__Textblock__
=====

# Filtermaterial-Bestimmung



## Jürgen-V (30. Juli 2008)

Hallo

Da sich die Fragen nach dem richtigen Bio-Filtermaterial hier im Forum häufen
und der Markt jede Menge anbietet, werde ich hier mal dieses Thema behandeln.

Ich habe selbst viele verschieden Filtermaterialien getestet und deshalb auch einwenig praktische Erfahrungen gesammelt. Alle kann ich natürlich nicht behandeln, aber schon ein paar Beispiele anführen.
Ich werde es Versuchen so zu erklären, das es auch der Neuling verstehen kann.

Da ich einen Koiteich habe, gehen meine Aussagen und Empfehlungen der Filterung auch in diese Richtung. Wobei das Prinzip des Gartenteichfilters doch sehr ähnlich ist.

=====

__Vorliegende Daten__
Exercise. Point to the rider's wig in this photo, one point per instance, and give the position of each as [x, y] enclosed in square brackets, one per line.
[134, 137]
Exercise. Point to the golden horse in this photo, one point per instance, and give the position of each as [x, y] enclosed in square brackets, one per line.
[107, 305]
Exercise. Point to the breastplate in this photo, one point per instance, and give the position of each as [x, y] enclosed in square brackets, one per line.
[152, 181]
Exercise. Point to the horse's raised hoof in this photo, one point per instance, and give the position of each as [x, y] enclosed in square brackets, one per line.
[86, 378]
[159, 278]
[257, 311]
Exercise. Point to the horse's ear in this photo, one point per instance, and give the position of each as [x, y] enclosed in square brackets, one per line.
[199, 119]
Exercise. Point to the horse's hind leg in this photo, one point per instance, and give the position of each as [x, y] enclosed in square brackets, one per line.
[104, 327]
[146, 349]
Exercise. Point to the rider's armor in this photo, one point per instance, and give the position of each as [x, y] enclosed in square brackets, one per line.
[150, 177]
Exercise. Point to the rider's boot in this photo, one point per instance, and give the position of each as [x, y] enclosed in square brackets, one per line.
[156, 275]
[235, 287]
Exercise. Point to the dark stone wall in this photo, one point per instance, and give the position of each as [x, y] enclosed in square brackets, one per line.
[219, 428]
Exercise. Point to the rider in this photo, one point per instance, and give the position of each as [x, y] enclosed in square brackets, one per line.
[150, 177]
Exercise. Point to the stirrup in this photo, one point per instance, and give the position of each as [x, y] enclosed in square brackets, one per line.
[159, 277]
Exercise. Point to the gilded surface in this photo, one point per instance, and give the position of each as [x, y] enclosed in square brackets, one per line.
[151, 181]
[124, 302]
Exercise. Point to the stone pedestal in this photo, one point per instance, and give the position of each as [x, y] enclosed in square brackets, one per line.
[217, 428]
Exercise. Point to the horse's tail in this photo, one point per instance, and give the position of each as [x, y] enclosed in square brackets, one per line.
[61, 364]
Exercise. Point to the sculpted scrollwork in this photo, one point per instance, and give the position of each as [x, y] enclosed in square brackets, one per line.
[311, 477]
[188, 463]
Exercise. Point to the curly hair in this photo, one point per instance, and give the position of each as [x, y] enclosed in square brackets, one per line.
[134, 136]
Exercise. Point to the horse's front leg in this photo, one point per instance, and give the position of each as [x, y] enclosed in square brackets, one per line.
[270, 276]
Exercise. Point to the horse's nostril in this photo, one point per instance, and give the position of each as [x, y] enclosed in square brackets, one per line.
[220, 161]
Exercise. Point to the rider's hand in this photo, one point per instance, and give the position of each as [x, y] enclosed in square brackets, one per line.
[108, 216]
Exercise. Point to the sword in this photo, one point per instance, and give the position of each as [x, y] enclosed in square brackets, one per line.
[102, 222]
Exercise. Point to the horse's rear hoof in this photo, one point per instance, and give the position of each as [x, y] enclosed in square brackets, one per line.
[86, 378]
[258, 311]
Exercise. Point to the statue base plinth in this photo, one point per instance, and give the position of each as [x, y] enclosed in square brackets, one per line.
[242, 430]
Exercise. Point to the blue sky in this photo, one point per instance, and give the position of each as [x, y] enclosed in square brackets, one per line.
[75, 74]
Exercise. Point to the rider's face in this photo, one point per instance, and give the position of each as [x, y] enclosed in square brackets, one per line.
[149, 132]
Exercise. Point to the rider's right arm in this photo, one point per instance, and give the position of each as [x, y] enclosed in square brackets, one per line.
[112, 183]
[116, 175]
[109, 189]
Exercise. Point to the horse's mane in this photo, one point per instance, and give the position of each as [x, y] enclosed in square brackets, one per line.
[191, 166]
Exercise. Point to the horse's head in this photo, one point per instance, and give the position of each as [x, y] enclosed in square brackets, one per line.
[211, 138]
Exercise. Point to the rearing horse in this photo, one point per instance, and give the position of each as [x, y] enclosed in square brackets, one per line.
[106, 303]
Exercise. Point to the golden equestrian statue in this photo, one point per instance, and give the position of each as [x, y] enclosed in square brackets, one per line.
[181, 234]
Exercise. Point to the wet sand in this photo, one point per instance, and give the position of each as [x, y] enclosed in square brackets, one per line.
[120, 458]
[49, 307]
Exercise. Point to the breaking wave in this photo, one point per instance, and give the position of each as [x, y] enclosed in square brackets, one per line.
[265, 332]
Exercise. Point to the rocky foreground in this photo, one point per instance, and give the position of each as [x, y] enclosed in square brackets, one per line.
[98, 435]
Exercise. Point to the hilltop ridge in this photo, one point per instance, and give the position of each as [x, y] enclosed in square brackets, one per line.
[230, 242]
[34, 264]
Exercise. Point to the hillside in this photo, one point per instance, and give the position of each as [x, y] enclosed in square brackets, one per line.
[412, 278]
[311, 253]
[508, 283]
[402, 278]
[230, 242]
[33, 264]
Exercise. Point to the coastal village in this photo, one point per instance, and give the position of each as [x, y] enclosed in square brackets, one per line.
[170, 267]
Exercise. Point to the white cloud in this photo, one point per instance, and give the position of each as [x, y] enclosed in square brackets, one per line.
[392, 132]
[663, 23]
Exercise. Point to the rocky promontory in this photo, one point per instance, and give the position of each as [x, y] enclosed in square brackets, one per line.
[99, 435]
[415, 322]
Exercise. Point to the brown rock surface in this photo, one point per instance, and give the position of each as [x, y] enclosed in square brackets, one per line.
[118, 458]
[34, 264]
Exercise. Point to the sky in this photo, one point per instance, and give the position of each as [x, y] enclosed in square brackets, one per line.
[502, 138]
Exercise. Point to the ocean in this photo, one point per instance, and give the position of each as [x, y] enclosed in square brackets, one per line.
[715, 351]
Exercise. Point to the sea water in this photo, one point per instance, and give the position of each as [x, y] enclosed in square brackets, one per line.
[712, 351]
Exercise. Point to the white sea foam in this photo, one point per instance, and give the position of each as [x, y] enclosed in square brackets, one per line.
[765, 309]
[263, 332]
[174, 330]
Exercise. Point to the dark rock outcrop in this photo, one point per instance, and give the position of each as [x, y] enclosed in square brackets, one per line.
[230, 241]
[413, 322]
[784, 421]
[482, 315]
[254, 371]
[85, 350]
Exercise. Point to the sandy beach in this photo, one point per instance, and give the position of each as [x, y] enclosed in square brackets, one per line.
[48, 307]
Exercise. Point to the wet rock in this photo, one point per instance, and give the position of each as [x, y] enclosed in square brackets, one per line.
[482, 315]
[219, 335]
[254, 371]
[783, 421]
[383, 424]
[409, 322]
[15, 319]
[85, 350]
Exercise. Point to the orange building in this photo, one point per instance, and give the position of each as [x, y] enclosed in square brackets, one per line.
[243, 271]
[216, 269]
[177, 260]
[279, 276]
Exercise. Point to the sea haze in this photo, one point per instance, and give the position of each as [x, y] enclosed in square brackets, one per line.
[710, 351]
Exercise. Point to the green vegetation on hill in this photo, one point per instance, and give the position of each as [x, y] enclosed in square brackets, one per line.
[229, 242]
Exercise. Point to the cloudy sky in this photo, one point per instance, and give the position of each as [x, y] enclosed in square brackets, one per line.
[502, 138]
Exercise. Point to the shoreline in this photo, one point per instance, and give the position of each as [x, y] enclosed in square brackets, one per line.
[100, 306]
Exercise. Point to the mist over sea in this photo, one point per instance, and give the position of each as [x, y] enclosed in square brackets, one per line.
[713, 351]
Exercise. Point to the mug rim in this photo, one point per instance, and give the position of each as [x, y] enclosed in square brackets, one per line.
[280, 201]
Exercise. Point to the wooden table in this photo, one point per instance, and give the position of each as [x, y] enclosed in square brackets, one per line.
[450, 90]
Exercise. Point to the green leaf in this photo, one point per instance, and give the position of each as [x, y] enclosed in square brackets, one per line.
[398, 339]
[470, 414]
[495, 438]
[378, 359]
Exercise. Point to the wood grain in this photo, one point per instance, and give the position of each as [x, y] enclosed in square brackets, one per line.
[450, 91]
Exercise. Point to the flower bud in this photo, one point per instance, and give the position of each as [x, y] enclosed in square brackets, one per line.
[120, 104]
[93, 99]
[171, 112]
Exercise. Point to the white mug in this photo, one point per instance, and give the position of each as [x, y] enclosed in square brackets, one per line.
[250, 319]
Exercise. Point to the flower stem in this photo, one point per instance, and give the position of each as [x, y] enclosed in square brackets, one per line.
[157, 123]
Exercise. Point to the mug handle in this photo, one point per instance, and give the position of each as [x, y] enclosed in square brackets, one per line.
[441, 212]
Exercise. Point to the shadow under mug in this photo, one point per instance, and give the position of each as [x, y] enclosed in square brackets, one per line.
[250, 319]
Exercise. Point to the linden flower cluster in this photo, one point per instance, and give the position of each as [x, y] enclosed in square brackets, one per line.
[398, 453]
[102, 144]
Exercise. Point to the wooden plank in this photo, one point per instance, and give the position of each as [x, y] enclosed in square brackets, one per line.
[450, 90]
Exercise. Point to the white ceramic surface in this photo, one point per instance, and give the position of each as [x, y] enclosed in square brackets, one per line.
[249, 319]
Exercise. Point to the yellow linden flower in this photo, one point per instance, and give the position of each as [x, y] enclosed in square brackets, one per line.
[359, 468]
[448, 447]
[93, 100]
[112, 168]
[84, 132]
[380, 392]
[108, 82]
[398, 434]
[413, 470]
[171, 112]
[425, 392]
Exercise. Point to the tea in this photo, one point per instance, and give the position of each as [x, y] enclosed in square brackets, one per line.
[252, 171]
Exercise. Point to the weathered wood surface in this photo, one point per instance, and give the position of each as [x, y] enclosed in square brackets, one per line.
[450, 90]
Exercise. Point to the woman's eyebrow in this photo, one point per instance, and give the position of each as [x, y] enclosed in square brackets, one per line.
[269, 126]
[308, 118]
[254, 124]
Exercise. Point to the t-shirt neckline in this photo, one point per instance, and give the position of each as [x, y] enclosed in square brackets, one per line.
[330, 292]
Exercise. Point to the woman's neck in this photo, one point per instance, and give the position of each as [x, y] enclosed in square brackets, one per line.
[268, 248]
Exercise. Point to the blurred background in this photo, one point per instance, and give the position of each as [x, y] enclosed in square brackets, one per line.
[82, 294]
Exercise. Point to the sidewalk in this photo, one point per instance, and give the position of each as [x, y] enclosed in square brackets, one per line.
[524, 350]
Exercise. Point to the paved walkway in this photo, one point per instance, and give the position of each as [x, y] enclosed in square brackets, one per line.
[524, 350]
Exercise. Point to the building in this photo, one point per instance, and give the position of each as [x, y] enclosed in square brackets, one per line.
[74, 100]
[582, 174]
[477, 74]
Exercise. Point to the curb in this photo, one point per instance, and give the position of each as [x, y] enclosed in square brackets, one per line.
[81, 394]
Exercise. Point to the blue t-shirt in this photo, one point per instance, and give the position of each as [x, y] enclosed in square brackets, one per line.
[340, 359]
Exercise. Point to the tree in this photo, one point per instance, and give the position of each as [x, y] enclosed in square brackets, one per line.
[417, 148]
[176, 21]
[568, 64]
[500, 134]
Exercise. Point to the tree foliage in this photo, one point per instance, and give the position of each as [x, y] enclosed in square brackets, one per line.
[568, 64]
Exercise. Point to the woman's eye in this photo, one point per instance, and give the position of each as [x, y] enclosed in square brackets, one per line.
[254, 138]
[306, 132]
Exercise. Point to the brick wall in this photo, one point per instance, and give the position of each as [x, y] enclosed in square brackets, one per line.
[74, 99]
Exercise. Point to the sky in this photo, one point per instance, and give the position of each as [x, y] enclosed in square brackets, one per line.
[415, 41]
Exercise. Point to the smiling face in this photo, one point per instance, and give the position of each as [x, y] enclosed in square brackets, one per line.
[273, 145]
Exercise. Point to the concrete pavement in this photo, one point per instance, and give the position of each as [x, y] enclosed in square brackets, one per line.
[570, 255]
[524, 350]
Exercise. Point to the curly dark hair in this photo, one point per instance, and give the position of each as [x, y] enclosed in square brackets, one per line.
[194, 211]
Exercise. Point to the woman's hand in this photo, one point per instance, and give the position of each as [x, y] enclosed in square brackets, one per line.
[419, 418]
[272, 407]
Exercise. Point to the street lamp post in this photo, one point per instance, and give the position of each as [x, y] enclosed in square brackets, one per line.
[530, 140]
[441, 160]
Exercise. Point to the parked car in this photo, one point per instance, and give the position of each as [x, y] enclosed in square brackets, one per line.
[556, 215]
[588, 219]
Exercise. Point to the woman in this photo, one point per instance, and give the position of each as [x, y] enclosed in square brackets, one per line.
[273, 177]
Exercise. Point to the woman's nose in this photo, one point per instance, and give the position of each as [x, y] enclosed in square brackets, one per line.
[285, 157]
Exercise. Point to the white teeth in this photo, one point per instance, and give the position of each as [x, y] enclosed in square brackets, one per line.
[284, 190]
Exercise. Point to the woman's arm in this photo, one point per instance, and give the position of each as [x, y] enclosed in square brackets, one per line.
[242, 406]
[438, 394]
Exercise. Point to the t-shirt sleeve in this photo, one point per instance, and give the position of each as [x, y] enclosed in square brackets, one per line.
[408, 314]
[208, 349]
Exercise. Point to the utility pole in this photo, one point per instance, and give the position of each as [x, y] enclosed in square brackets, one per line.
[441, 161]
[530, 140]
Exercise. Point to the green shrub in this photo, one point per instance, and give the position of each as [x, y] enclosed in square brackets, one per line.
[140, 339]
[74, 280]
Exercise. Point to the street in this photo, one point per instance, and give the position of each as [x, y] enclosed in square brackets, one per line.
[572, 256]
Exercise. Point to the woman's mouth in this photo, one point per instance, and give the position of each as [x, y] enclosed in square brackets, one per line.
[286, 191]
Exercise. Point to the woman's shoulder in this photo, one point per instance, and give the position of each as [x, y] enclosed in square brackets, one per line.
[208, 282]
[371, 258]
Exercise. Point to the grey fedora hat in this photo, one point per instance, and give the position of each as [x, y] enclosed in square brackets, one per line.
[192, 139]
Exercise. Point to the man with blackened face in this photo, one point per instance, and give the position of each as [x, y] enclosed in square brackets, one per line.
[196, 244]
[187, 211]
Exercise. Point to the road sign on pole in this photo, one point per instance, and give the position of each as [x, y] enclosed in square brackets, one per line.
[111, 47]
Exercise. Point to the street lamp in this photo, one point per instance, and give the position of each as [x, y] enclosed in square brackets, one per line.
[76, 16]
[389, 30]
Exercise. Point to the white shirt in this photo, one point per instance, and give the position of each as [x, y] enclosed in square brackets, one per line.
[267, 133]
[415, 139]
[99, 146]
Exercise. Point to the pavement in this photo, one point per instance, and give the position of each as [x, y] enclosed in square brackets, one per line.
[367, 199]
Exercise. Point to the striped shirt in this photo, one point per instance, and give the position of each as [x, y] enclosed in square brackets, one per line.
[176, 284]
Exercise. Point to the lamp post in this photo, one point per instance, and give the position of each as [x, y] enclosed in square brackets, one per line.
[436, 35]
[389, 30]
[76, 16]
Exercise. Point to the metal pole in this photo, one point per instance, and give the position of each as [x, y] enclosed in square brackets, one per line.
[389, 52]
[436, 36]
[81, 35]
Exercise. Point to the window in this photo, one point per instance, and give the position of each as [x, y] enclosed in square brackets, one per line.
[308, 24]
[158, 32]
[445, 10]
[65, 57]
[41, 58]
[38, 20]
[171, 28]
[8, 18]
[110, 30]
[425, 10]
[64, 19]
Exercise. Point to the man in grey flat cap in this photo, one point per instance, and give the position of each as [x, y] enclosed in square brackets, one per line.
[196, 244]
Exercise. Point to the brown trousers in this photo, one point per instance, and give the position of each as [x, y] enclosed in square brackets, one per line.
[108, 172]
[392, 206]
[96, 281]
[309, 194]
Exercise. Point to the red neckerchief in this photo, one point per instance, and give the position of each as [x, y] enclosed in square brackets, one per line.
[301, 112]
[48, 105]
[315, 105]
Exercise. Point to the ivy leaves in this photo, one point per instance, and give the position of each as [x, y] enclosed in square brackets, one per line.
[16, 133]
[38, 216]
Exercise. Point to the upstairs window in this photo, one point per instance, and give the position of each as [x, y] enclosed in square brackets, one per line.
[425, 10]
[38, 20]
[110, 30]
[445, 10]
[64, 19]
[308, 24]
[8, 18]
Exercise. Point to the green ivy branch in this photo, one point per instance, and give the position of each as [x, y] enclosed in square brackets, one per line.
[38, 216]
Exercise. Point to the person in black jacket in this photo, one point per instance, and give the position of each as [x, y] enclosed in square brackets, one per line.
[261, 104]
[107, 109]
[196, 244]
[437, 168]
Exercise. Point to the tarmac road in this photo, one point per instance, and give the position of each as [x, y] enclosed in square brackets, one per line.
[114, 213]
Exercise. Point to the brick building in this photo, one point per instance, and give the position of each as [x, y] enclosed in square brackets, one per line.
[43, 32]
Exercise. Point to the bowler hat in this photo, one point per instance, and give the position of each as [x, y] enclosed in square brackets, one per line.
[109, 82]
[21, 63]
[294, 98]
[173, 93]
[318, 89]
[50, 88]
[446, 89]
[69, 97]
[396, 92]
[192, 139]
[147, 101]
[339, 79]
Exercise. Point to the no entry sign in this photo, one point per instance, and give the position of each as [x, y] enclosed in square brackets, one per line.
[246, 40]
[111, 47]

=====

__Übungsaufgaben__
- A) Tippe den Forumsbeitrag zur Filtermaterial-Bestimmung vollständig und unverändert ab.
- B) Sammle alle Zeilen der Auflistung, in denen die Zeichenfolge "under" vorkommt, wobei Groß- und Kleinschreibung zu beachten ist.
Der Forumsbeitrag und die Auflistung haben unterschiedliche Quellen.

__Lösungen__
- A)
# Filtermaterial-Bestimmung



## Jürgen-V (30. Juli 2008)

Hallo

Da sich die Fragen nach dem richtigen Bio-Filtermaterial hier im Forum häufen
und der Markt jede Menge anbietet, werde ich hier mal dieses Thema behandeln.

Ich habe selbst viele verschieden Filtermaterialien getestet und deshalb auch einwenig praktische Erfahrungen gesammelt. Alle kann ich natürlich nicht behandeln, aber schon ein paar Beispiele anführen.
Ich werde es Versuchen so zu erklären, das es auch der Neuling verstehen kann.

Da ich einen Koiteich habe, gehen meine Aussagen und Empfehlungen der Filterung auch in diese Richtung. Wobei das Prinzip des Gartenteichfilters doch sehr ähnlich ist.

- B)
Exercise. Point to the shadow under mug in this photo, one point per instance, and give the position of each as [x, y] enclosed in square brackets, one per line.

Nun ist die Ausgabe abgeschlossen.